# [Referring expression pointing data]
= Beginning of Section =
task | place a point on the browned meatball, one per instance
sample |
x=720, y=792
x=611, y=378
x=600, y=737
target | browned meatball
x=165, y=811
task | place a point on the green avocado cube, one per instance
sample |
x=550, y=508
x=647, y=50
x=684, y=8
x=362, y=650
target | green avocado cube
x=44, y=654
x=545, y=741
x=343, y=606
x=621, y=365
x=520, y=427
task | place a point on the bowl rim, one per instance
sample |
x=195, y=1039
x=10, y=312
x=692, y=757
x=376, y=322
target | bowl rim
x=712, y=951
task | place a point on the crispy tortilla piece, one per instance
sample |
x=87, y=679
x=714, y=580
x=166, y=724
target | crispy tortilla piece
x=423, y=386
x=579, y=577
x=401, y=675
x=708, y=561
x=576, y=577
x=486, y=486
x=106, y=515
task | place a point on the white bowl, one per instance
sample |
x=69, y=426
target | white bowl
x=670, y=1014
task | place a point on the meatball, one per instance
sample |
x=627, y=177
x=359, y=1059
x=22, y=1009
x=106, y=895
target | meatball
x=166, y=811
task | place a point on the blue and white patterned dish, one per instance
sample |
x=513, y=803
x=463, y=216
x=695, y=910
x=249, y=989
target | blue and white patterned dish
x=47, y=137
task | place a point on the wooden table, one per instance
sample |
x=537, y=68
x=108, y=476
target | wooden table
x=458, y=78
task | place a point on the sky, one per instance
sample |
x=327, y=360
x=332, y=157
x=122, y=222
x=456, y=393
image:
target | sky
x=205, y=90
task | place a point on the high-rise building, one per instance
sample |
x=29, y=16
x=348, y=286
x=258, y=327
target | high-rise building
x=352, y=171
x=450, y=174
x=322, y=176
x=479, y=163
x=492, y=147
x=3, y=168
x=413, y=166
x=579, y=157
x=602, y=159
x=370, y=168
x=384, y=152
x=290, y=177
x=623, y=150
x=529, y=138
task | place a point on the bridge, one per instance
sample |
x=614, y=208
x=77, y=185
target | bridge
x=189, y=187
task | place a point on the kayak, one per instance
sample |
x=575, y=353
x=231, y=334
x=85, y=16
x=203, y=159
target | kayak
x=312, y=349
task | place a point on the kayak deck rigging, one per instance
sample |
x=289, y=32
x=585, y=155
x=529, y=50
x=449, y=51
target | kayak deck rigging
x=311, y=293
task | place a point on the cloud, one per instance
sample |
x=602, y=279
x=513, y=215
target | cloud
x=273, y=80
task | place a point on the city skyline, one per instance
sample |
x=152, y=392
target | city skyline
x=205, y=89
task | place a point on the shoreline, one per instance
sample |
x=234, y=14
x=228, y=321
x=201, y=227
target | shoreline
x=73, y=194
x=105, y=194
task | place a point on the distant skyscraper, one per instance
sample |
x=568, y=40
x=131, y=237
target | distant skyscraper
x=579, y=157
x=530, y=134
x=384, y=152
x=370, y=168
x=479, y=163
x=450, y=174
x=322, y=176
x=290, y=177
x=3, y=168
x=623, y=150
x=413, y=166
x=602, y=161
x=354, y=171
= End of Section =
# [EXERCISE DETAILS]
Extract every line from the one with "task | place a point on the blue" down to the final line above, both included, exactly as written.

# [EXERCISE ANSWER]
task | place a point on the blue and white patterned dish, one per instance
sample |
x=513, y=803
x=463, y=216
x=695, y=910
x=249, y=989
target | blue and white patterned dish
x=47, y=137
task | place a point on the wooden table, one per instance
sample |
x=537, y=68
x=108, y=476
target | wooden table
x=458, y=78
task | place a point on the sky, one per instance
sample |
x=327, y=360
x=332, y=157
x=122, y=222
x=456, y=393
image:
target | sky
x=205, y=90
task | place a point on the high-rise building, one per instance
sample |
x=29, y=16
x=348, y=286
x=258, y=327
target | high-rise building
x=352, y=171
x=450, y=174
x=322, y=176
x=479, y=163
x=492, y=147
x=3, y=168
x=413, y=166
x=579, y=157
x=602, y=159
x=370, y=168
x=384, y=152
x=290, y=177
x=623, y=150
x=529, y=138
task | place a point on the bridge, one per instance
sample |
x=614, y=208
x=77, y=185
target | bridge
x=189, y=187
task | place a point on the kayak, one per instance
sample |
x=575, y=353
x=231, y=334
x=85, y=16
x=203, y=159
target | kayak
x=312, y=349
task | place a point on the kayak deck rigging, one per instance
sample |
x=289, y=32
x=585, y=155
x=529, y=50
x=449, y=51
target | kayak deck rigging
x=311, y=293
task | place a point on the cloud, one per instance
sample |
x=602, y=279
x=513, y=215
target | cloud
x=273, y=80
task | place a point on the city skyline, one per instance
sample |
x=152, y=392
target | city skyline
x=205, y=89
task | place a point on the shoreline, one per instance
sample |
x=234, y=14
x=228, y=321
x=201, y=227
target | shoreline
x=73, y=194
x=105, y=194
task | place a point on the distant skyscraper, one per instance
sample |
x=568, y=40
x=131, y=237
target | distant skyscraper
x=579, y=157
x=530, y=134
x=384, y=152
x=370, y=168
x=479, y=163
x=450, y=174
x=322, y=176
x=290, y=177
x=3, y=168
x=623, y=150
x=413, y=166
x=602, y=161
x=354, y=171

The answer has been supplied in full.